Tarefa 1:
Cite do texto de origem o trecho entre "Com o parecer" e "enviado ao ministério.", inclusive.
Tarefa 2:
Por favor, indique se cada afirmação a seguir está de acordo com o texto de origem, respondendo sim ou não e citando as palavras do texto que decidem a questão. (a) A ANS é o órgão que regulamenta o setor de planos de saúde. (b) O secretário enviou o ofício à ANS em 20 de setembro. (c) O cálculo da fatura considera 48 milhões de beneficiários dos planos.

Texto de origem:
○ ○ ○ ○ ○

O governo quer que os planos de saúde façam o ressarcimento ao SUS (Sistema Único de Saúde) do valor das vacinas contra a covid-19 a serem aplicadas em seus beneficiários a partir do ano que vem. A ideia, porém, encontra resistência das empresas e da ANS (Agência Nacional de Saúde Suplementar), que regulamenta o setor e tem o poder de decidir se os planos devem ou não arcar com esses custos.
A disputa envolve uma fatura que pode ultrapassar os US$ 480 milhões (cerca de R$ 2,6 bilhões na cotação atual), pelos cálculos de técnicos do Ministério da Saúde. A cifra leva em conta o preço médio de US$ 10 por dose da vacina e os 48 milhões de beneficiários dos planos. Mas o valor pode até dobrar, caso sejam necessárias duas doses de reforço no ano que vem.
O pleito do ministério tem como base recomendação da Conitec (Comissão Nacional de Incorporação de Tecnologias no Sistema Único de Saúde), favorável à incorporação no Sistema Único de Saúde (SUS) dos imunizantes da Pfizer e da AstraZeneca. Ambos já têm registro definitivo da Anvisa (Agência Nacional de Vigilância Sanitária) para uso no Brasil.
Com o parecer em mãos, o secretário de Ciência, Tecnologia, Inovação e Insumos Estratégicos em Saúde, Hélio Angotti Neto, enviou ofício à ANS, em 30 de junho. No documento, ao qual o Valor teve acesso, ele solicita a avaliação inclusão dessas vacinas no Rol de Procedimentos e Eventos em Saúde, que é a lista de procedimentos, exames e tratamentos com cobertura obrigatória pelos planos.
A resposta da ANS chegou no último dia 20 de setembro, por meio de um ofício. Ao Valor, a agência confirmou o teor do documento enviado ao ministério.
Nele, a agência argumenta que, “não houve até o momento nenhuma incorporação de procedimento de vacinação como parte da cobertura obrigatória a ser ofertada pelas operadoras de planos privados de saúde”.
A ANS afirma ainda que, por estarem incluídas no PNI (Programa Nacional de Imunizações), a oferta da vacina deve ser feita “de modo gratuito, subvencionada pelos entes federativos em todo o território nacional”.
“Com isso, não seria possível a inclusão das vacinas covid-19 no Rol de Procedimentos e Eventos em Saúde, […] sem que a vacinação no âmbito da saúde suplementar seja conflitante com a legislação vigente”, alegou a ANS.
A agência afirmou também que “há um consenso da OMS (Organização Mundial da Saúde) de que a venda dos grandes laboratórios deveria ser, prioritariamente, se não exclusivamente, aos governos, às autoridades públicas”.
A ANS alegou ainda que “a compra e a oferta de imunizantes pelos planos de saúde poderiam beneficiar a vacinação de uma parcela mais favorecida da população”, o que criaria uma “desigualdade social no acesso s vacinas”. Além disso, a “pressão de demanda” poderia encarecer os imunizantes.

○ ○ ○ ○ ○

Material fornecido:
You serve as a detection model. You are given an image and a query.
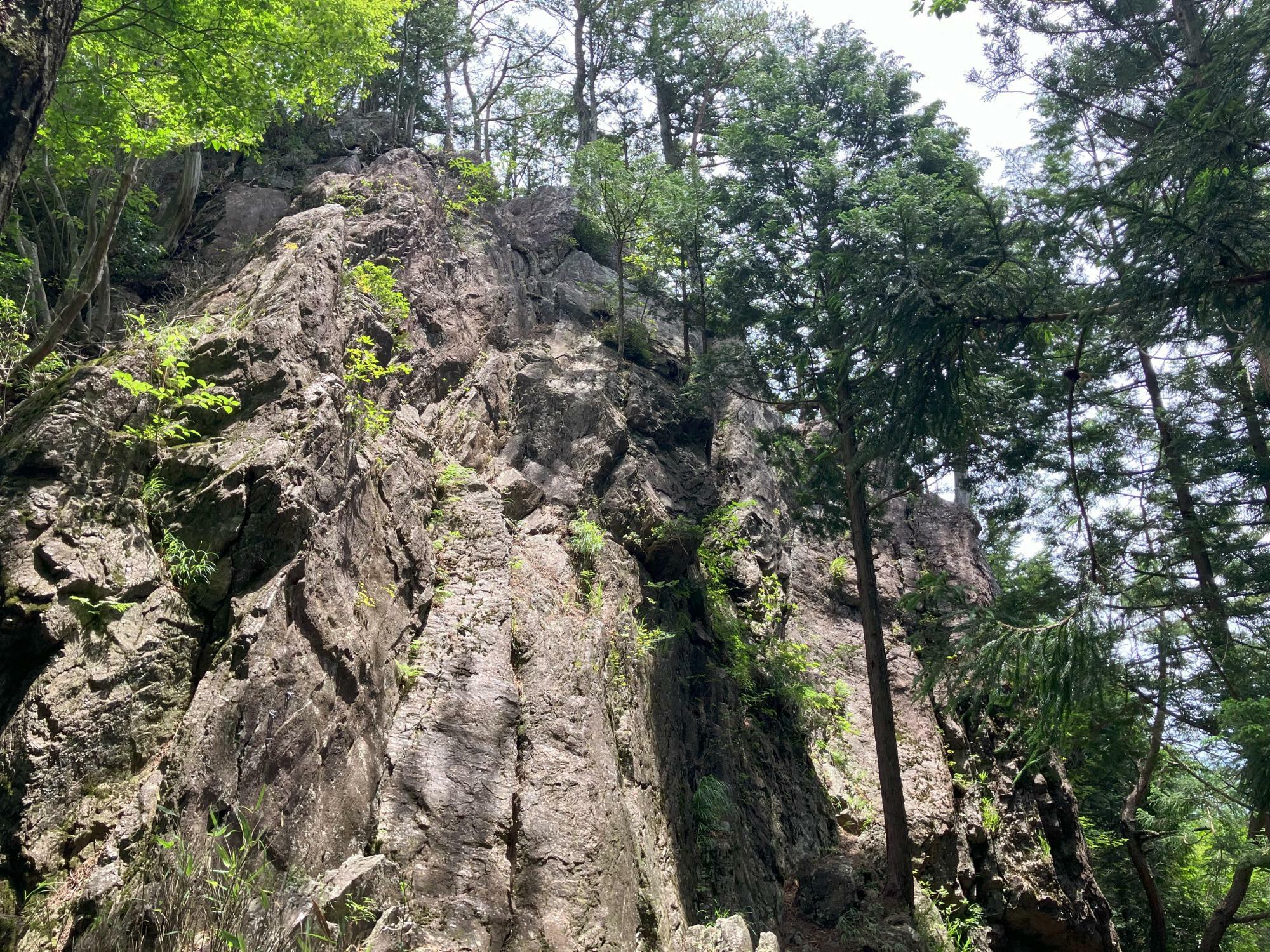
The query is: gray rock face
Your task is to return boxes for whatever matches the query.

○ ○ ○ ○ ○

Resposta escrita 1:
Com o parecer em mãos, o secretário de Ciência, Tecnologia, Inovação e Insumos Estratégicos em Saúde, Hélio Angotti Neto, enviou ofício à ANS, em 30 de junho. No documento, ao qual o Valor teve acesso, ele solicita a avaliação inclusão dessas vacinas no Rol de Procedimentos e Eventos em Saúde, que é a lista de procedimentos, exames e tratamentos com cobertura obrigatória pelos planos.
A resposta da ANS chegou no último dia 20 de setembro, por meio de um ofício. Ao Valor, a agência confirmou o teor do documento enviado ao ministério.

Resposta escrita 2:
(a) Sim: "que regulamenta o setor e tem o poder de decidir se os planos devem ou não arcar com esses custos".
(b) Não: "enviou ofício à ANS, em 30 de junho".
(c) Sim: "os 48 milhões de beneficiários dos planos".